* [Problem details]:
Using the material below, print the line that contains "box: [411, 329, 428, 346]", the line that contains "box: [189, 366, 200, 375]", and every line in between, exactly and nothing else.

* [Dataset content]:
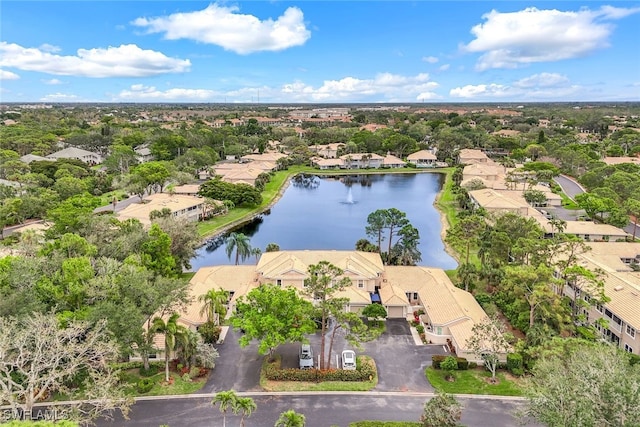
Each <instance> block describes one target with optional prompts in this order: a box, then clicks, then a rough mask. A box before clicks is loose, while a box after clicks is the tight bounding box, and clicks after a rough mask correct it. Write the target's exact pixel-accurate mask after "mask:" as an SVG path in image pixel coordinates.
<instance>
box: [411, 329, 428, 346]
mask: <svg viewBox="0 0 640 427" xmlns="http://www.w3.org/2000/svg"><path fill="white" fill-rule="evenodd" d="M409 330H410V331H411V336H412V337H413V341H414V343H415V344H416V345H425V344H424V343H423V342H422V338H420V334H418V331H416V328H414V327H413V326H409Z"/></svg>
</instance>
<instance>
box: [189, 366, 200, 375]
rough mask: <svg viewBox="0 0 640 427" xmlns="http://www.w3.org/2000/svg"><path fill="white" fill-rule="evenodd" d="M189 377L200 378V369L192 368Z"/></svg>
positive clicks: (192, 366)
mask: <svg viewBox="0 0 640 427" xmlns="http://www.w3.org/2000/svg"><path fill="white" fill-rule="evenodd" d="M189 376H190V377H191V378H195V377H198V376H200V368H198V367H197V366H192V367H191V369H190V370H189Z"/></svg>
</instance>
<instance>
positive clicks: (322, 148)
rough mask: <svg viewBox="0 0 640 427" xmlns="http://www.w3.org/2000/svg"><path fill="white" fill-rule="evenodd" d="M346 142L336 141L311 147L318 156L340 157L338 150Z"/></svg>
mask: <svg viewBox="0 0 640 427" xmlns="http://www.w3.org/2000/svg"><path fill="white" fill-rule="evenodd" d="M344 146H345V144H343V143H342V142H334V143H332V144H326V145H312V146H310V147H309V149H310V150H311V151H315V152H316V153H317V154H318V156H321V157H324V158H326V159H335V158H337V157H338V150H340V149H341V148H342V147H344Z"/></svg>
==
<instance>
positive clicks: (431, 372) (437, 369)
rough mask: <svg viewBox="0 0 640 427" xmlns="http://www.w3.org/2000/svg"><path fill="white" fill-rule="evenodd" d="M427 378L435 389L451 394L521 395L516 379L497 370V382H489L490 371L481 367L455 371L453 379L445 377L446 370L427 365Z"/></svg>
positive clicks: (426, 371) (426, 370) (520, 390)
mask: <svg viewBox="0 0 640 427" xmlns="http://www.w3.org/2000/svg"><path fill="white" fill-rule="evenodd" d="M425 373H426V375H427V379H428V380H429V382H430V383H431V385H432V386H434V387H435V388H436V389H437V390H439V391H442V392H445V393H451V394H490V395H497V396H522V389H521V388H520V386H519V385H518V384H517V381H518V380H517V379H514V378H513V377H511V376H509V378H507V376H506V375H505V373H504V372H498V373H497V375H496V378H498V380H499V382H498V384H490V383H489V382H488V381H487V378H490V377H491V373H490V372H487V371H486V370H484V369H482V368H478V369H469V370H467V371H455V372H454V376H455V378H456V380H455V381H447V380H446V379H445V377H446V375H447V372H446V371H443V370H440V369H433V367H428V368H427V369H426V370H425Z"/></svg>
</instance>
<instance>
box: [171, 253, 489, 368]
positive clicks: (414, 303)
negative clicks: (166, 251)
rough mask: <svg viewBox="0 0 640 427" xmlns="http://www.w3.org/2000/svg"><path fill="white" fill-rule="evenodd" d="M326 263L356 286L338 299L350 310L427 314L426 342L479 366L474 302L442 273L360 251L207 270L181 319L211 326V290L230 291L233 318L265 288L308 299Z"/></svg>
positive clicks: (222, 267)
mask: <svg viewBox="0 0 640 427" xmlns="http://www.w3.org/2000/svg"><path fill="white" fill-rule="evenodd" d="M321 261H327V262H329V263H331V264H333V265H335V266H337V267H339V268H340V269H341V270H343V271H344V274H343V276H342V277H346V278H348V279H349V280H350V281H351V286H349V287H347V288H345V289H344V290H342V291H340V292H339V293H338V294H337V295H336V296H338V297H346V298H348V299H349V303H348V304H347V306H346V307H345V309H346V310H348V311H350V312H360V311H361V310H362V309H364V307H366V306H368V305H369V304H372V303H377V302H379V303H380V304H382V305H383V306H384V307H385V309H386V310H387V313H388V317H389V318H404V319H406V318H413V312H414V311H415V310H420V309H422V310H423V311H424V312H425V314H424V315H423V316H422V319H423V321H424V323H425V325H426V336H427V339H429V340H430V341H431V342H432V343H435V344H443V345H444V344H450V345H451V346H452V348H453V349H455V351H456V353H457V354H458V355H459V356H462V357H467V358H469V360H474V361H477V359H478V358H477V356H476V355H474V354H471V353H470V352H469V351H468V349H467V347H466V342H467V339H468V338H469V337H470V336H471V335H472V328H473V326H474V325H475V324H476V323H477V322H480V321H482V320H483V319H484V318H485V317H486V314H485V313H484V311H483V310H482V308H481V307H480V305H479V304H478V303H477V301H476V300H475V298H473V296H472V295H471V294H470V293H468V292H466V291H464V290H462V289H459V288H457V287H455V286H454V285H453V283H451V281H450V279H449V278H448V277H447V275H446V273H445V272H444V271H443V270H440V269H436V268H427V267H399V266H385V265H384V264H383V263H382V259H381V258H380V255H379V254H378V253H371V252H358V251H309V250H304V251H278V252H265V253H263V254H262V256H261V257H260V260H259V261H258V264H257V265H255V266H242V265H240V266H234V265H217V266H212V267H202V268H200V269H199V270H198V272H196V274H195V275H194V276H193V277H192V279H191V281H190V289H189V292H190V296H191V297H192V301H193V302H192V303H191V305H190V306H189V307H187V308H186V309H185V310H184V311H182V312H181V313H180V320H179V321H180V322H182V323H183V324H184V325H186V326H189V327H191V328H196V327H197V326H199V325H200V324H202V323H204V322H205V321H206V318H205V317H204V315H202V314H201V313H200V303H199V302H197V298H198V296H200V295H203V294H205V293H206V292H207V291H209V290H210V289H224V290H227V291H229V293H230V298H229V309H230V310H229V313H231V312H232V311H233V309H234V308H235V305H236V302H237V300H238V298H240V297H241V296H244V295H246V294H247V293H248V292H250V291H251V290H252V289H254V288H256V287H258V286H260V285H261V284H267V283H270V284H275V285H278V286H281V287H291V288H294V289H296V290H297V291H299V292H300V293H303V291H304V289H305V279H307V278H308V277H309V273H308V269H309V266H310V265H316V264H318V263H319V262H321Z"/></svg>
==
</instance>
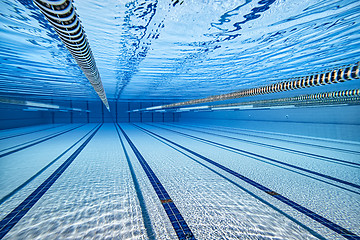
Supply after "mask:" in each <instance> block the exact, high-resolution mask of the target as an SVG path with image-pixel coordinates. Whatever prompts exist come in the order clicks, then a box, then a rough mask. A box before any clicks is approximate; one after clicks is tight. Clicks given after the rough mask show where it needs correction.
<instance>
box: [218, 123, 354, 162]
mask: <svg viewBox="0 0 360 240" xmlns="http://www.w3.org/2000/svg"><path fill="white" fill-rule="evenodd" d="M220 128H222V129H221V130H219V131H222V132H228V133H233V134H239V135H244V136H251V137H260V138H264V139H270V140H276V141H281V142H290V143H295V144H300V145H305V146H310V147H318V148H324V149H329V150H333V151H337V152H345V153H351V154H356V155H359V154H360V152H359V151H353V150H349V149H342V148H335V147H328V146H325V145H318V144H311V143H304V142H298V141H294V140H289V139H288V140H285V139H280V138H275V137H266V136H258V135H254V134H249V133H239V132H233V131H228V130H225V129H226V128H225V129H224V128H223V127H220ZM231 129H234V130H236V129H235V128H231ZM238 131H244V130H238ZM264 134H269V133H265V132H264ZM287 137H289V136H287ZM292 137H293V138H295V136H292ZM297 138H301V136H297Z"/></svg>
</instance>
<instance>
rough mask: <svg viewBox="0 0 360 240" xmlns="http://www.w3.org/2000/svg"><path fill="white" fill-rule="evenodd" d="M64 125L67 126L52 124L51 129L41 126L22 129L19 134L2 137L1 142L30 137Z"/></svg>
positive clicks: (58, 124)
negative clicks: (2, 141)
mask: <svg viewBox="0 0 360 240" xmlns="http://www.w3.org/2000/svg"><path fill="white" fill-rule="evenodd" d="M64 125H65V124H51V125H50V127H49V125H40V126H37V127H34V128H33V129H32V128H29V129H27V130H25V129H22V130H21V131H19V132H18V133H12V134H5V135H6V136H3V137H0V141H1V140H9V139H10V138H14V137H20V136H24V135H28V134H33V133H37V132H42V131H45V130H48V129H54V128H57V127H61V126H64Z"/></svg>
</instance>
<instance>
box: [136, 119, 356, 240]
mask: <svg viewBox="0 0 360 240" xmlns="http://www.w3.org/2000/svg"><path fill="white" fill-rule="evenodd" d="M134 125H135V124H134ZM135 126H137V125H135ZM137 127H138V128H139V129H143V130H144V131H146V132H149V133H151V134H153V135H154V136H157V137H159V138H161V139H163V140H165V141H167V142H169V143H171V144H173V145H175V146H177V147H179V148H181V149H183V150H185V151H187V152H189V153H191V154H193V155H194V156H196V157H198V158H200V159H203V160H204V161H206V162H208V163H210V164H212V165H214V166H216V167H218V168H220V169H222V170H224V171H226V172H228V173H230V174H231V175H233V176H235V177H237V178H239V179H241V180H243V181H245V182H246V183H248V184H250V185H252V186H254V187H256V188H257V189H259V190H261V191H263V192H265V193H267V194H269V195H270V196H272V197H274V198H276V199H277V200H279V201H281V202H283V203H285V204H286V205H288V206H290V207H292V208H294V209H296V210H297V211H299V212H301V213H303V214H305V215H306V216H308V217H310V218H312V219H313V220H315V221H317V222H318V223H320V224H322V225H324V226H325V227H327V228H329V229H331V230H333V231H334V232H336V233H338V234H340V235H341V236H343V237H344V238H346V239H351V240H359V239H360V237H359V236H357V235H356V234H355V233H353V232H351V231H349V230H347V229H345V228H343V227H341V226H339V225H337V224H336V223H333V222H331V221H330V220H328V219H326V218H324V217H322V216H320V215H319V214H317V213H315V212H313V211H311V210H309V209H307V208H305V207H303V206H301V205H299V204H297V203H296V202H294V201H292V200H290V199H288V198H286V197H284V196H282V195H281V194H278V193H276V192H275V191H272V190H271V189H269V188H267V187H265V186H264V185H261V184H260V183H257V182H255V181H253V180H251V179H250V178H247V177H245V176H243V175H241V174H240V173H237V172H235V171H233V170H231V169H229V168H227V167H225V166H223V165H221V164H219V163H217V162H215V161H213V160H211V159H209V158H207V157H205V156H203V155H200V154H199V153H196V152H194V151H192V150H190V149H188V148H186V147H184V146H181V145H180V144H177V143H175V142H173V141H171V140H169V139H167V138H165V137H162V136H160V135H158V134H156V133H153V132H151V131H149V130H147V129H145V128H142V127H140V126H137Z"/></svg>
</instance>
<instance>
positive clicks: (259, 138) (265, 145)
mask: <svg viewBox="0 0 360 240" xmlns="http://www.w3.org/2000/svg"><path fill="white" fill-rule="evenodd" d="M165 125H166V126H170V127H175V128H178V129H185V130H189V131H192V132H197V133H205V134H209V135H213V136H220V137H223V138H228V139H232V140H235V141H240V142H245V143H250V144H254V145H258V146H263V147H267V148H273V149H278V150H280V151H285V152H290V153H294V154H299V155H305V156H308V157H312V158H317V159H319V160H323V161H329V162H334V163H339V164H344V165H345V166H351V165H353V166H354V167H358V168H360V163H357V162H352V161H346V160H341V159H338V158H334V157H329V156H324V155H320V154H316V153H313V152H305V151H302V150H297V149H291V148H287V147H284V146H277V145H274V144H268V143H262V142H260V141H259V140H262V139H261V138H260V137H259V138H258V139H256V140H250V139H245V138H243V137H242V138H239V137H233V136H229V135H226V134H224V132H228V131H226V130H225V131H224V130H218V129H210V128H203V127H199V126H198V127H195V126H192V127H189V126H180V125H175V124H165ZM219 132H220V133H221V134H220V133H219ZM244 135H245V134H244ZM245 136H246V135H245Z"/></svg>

* [Written solution]:
box: [411, 329, 428, 346]
mask: <svg viewBox="0 0 640 427" xmlns="http://www.w3.org/2000/svg"><path fill="white" fill-rule="evenodd" d="M409 330H410V331H411V336H412V337H413V341H414V343H415V344H416V345H425V344H424V343H423V342H422V338H420V334H418V331H416V328H414V327H413V326H409Z"/></svg>
</instance>
<instance>
box: [189, 366, 200, 375]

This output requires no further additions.